Reproduce all of the records below word for word, omitting the pictures.

Dataset extract below:

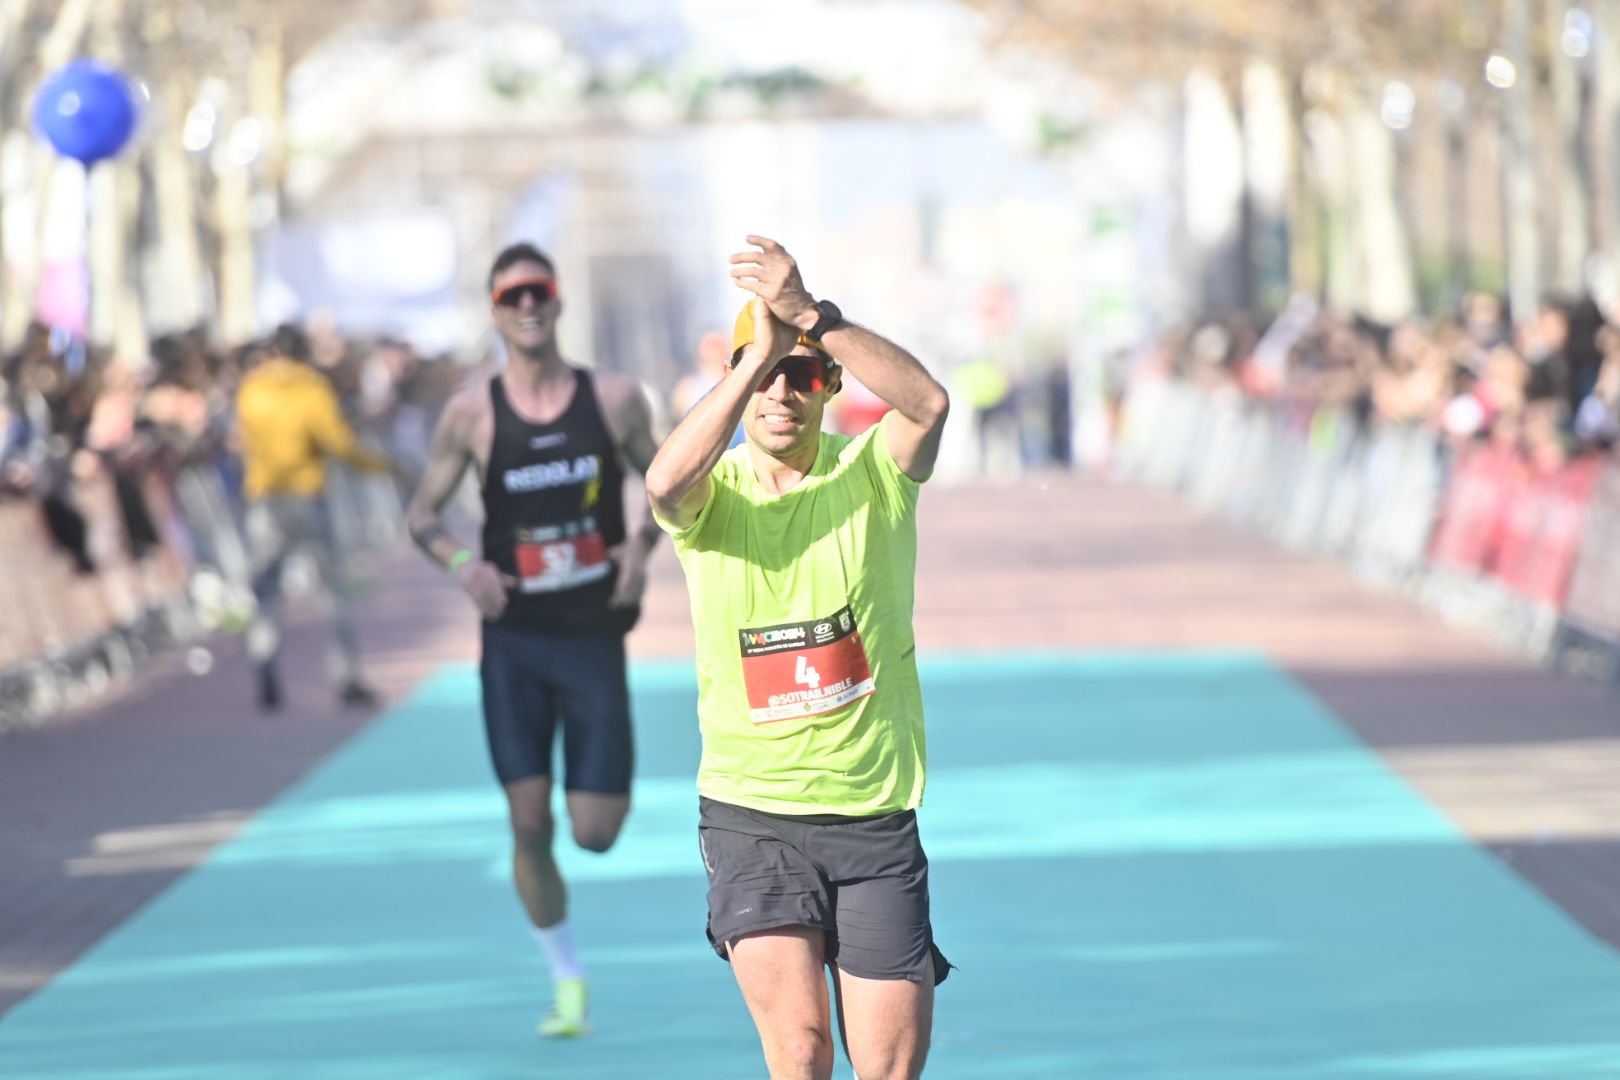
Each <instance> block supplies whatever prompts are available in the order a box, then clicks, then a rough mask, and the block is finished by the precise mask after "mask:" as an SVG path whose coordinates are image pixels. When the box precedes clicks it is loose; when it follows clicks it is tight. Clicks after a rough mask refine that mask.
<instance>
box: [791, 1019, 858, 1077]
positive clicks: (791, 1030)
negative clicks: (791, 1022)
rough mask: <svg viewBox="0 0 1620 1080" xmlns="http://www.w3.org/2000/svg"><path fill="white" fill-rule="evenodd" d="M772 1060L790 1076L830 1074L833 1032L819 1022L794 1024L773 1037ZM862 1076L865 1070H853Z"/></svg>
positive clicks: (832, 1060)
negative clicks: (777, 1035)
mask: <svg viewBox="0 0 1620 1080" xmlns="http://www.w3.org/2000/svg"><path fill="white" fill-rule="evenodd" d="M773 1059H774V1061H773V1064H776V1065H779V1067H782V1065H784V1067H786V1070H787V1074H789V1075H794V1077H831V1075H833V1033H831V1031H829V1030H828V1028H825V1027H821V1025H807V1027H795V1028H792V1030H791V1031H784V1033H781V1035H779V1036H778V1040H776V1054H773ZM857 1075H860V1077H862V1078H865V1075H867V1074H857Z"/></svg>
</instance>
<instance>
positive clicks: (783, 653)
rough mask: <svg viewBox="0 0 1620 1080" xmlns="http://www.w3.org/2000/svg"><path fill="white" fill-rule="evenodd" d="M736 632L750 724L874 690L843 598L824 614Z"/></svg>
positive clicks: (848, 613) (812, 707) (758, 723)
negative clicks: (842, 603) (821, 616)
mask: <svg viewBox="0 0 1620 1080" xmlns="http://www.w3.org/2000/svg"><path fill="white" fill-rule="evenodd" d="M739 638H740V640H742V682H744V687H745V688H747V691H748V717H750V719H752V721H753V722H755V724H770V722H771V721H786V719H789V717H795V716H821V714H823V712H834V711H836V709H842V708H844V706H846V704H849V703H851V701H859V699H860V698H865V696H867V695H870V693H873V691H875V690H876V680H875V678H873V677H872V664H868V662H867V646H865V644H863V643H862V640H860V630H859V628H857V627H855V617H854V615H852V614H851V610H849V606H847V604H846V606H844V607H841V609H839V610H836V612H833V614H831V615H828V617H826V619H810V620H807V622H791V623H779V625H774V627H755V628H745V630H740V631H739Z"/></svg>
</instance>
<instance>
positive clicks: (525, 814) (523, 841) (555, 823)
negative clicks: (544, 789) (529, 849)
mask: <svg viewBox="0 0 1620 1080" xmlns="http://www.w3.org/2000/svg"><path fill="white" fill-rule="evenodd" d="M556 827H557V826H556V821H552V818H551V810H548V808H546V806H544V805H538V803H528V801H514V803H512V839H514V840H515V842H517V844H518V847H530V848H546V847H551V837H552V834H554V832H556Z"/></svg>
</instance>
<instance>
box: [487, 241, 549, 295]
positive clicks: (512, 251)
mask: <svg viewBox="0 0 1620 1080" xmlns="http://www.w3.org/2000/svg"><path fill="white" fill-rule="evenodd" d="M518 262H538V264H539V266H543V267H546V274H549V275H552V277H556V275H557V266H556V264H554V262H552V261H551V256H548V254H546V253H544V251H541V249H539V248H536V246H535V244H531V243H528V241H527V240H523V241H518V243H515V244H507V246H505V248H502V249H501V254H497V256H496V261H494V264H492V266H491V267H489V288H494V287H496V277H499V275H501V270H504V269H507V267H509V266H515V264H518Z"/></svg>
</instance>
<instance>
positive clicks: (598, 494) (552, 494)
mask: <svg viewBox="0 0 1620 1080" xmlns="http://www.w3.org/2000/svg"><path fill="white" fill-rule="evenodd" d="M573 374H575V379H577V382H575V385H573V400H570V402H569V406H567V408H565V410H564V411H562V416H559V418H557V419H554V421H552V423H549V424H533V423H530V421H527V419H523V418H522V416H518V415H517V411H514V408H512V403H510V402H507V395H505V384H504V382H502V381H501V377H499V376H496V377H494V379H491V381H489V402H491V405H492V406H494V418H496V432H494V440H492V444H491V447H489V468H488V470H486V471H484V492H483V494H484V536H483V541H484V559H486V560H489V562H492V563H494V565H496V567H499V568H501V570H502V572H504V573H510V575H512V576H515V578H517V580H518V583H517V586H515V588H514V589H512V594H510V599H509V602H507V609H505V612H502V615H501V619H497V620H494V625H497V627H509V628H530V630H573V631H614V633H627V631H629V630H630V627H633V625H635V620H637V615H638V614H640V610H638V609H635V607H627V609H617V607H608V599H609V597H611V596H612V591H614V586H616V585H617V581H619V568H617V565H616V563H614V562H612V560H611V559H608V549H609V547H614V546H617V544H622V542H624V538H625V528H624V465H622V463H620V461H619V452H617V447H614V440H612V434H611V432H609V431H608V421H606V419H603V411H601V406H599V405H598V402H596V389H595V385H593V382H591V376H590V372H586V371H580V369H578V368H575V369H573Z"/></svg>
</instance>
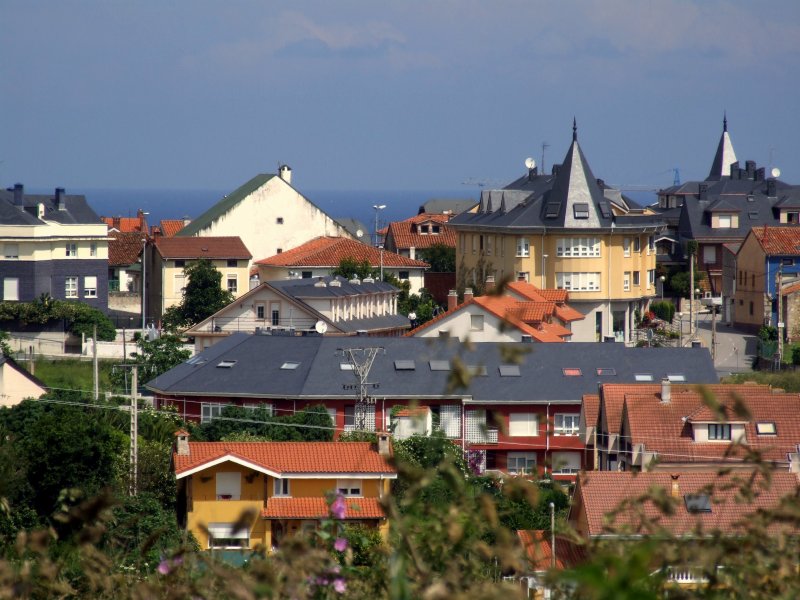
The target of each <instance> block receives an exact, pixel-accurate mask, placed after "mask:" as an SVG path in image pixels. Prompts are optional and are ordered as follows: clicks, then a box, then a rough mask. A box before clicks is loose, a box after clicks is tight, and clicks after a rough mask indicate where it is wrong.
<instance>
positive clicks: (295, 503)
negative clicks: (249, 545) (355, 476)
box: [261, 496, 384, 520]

End of Dataset extract.

### Exercise solution
Each <instance> block supplies whatever prompts are available in the order a box, then clicks, then a rough mask, and the block is finished by the precise mask after "mask:" as an SVG path whose coordinates are image pixels. When the box precedes clicks it is loose; when it follows clicks it is tight. Clicks after a rough mask refine that mask.
<instance>
box: [791, 1019, 858, 1077]
positive clicks: (791, 1030)
negative clicks: (791, 1022)
rough mask: <svg viewBox="0 0 1620 1080" xmlns="http://www.w3.org/2000/svg"><path fill="white" fill-rule="evenodd" d="M772 1060L790 1076L830 1074L833 1032L819 1022L794 1024L773 1037ZM862 1076L865 1070H853Z"/></svg>
positive clicks: (832, 1060)
negative clicks: (777, 1035)
mask: <svg viewBox="0 0 1620 1080" xmlns="http://www.w3.org/2000/svg"><path fill="white" fill-rule="evenodd" d="M773 1059H774V1061H773V1064H776V1065H779V1067H782V1065H784V1067H786V1070H787V1074H789V1075H794V1077H831V1075H833V1033H831V1031H829V1030H828V1028H825V1027H821V1025H807V1027H795V1028H792V1030H791V1031H784V1033H781V1035H779V1036H778V1040H776V1054H773ZM857 1075H860V1077H862V1078H865V1075H867V1074H857Z"/></svg>
</instance>
<instance>
positive clicks: (783, 653)
rough mask: <svg viewBox="0 0 1620 1080" xmlns="http://www.w3.org/2000/svg"><path fill="white" fill-rule="evenodd" d="M736 632L750 724L874 690L843 598L824 614Z"/></svg>
positive clicks: (848, 613) (812, 707) (758, 723)
negative clicks: (842, 603) (821, 616)
mask: <svg viewBox="0 0 1620 1080" xmlns="http://www.w3.org/2000/svg"><path fill="white" fill-rule="evenodd" d="M739 638H740V640H742V682H744V687H745V688H747V691H748V717H750V719H752V721H753V722H755V724H770V722H771V721H786V719H789V717H795V716H821V714H823V712H834V711H836V709H842V708H844V706H846V704H849V703H851V701H859V699H860V698H865V696H867V695H870V693H873V691H875V690H876V680H875V678H873V677H872V664H868V662H867V646H865V644H863V643H862V640H860V630H859V628H857V627H855V617H854V615H852V614H851V610H849V606H847V604H846V606H844V607H841V609H839V610H836V612H833V614H831V615H828V617H826V619H810V620H807V622H791V623H779V625H774V627H755V628H745V630H740V631H739Z"/></svg>
</instance>
<instance>
positive clicks: (525, 814) (523, 841) (555, 823)
negative clicks: (544, 789) (529, 849)
mask: <svg viewBox="0 0 1620 1080" xmlns="http://www.w3.org/2000/svg"><path fill="white" fill-rule="evenodd" d="M556 827H557V826H556V821H552V818H551V810H548V808H546V806H544V805H538V803H528V801H514V803H512V839H514V840H515V842H517V844H518V847H530V848H546V847H551V837H552V834H554V832H556Z"/></svg>
</instance>
<instance>
box: [487, 241, 549, 295]
positive clicks: (512, 251)
mask: <svg viewBox="0 0 1620 1080" xmlns="http://www.w3.org/2000/svg"><path fill="white" fill-rule="evenodd" d="M518 262H538V264H539V266H543V267H546V274H549V275H552V277H556V275H557V266H556V264H554V262H552V261H551V256H548V254H546V253H544V251H541V249H539V248H536V246H535V244H531V243H528V241H527V240H523V241H518V243H515V244H507V246H505V248H502V249H501V254H497V256H496V261H494V264H492V266H491V267H489V288H494V287H496V277H499V275H501V270H504V269H507V267H509V266H515V264H518Z"/></svg>
</instance>
<instance>
positive clicks: (598, 494) (552, 494)
mask: <svg viewBox="0 0 1620 1080" xmlns="http://www.w3.org/2000/svg"><path fill="white" fill-rule="evenodd" d="M573 374H575V379H577V382H575V385H573V400H570V402H569V406H567V408H565V410H564V411H562V416H559V418H557V419H554V421H552V423H549V424H533V423H530V421H527V419H523V418H522V416H518V415H517V411H514V408H512V403H510V402H507V395H505V384H504V382H502V381H501V377H499V376H496V377H494V379H491V381H489V402H491V405H492V406H494V418H496V432H494V440H492V444H491V447H489V468H488V470H486V471H484V492H483V494H484V536H483V541H484V559H486V560H489V562H492V563H494V565H496V567H499V568H501V570H502V572H504V573H510V575H512V576H515V578H517V580H518V583H517V586H515V588H514V589H512V594H510V599H509V602H507V609H505V612H502V615H501V619H497V620H494V625H497V627H509V628H530V630H573V631H614V633H627V631H629V630H630V627H633V625H635V620H637V615H638V614H640V610H638V609H635V607H627V609H617V607H608V599H609V597H611V596H612V591H614V586H616V585H617V581H619V568H617V565H616V563H614V562H612V560H611V559H608V549H609V547H614V546H617V544H622V542H624V538H625V528H624V465H622V463H620V461H619V452H617V447H614V440H612V434H611V432H609V431H608V421H606V419H603V411H601V406H599V405H598V402H596V389H595V385H593V382H591V376H590V372H586V371H580V369H578V368H575V369H573Z"/></svg>
</instance>
The target of each <instance> block receives an exact, pixel-accurate mask, placed after "mask:" as an SVG path in image pixels. Prompts are optional and are ordered as follows: clicks, then a box, then a rough mask. A box before clicks is loose, a box after clicks is tight, and clicks after a rough mask indicate where it is wrong.
<instance>
positive clicks: (295, 503)
negative clicks: (249, 545) (355, 476)
box: [261, 496, 384, 520]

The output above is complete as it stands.